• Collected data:
⁂
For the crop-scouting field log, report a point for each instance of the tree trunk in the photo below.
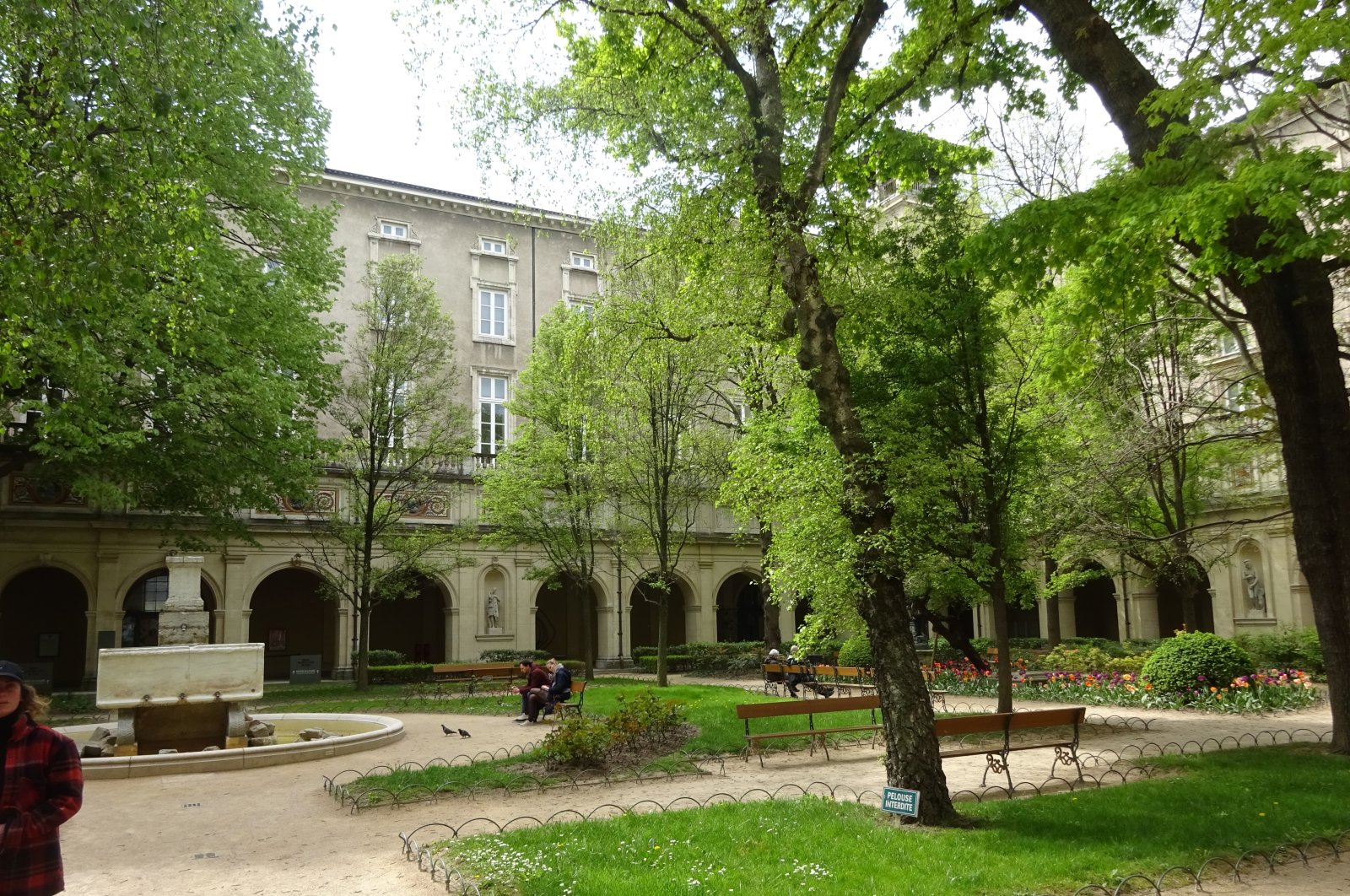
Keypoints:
(1052, 607)
(364, 646)
(773, 633)
(1289, 306)
(663, 633)
(911, 748)
(999, 610)
(911, 751)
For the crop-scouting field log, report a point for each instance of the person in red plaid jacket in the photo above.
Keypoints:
(40, 788)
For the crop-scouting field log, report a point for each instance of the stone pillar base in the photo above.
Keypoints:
(184, 626)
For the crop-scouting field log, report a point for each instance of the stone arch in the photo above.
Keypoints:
(42, 623)
(1250, 582)
(740, 607)
(415, 626)
(1095, 606)
(1172, 614)
(141, 603)
(559, 619)
(289, 616)
(645, 616)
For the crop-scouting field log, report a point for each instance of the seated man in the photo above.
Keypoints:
(537, 682)
(559, 690)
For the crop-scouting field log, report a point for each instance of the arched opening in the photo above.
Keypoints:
(42, 623)
(290, 617)
(645, 614)
(559, 616)
(143, 602)
(415, 626)
(1094, 607)
(1172, 613)
(740, 609)
(1023, 623)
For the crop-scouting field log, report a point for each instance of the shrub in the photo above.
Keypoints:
(512, 656)
(1195, 661)
(382, 656)
(400, 673)
(1068, 659)
(639, 724)
(1291, 648)
(674, 663)
(856, 650)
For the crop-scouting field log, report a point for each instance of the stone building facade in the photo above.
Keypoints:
(73, 579)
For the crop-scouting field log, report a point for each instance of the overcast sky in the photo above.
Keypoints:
(384, 124)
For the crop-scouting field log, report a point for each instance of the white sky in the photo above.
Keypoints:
(385, 126)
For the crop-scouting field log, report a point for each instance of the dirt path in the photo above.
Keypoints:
(276, 832)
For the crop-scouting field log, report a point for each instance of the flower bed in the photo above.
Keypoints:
(1266, 691)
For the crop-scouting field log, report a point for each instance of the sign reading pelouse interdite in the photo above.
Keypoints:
(901, 802)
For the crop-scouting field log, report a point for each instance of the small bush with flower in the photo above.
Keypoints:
(1199, 672)
(639, 726)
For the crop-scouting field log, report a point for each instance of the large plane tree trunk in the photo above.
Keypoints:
(1289, 306)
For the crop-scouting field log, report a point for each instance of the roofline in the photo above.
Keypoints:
(515, 209)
⁂
• PROBLEM: Retype only this portion of the data above: the line containing "jacket in the photo above.", the line containing "arch in the photo above.", and all lines between them, exactly.

• ANSWER SPACE:
For the crop-scouting field log, report a point for each instance of the person in red plaid jacket in the photo above.
Keypoints:
(40, 788)
For the crop-scouting field log, report a point for each instance of the stone pillar base in the photo above.
Keypoints:
(184, 626)
For the crop-scouting field log, report a point for each instance of the stone arch in the photo above.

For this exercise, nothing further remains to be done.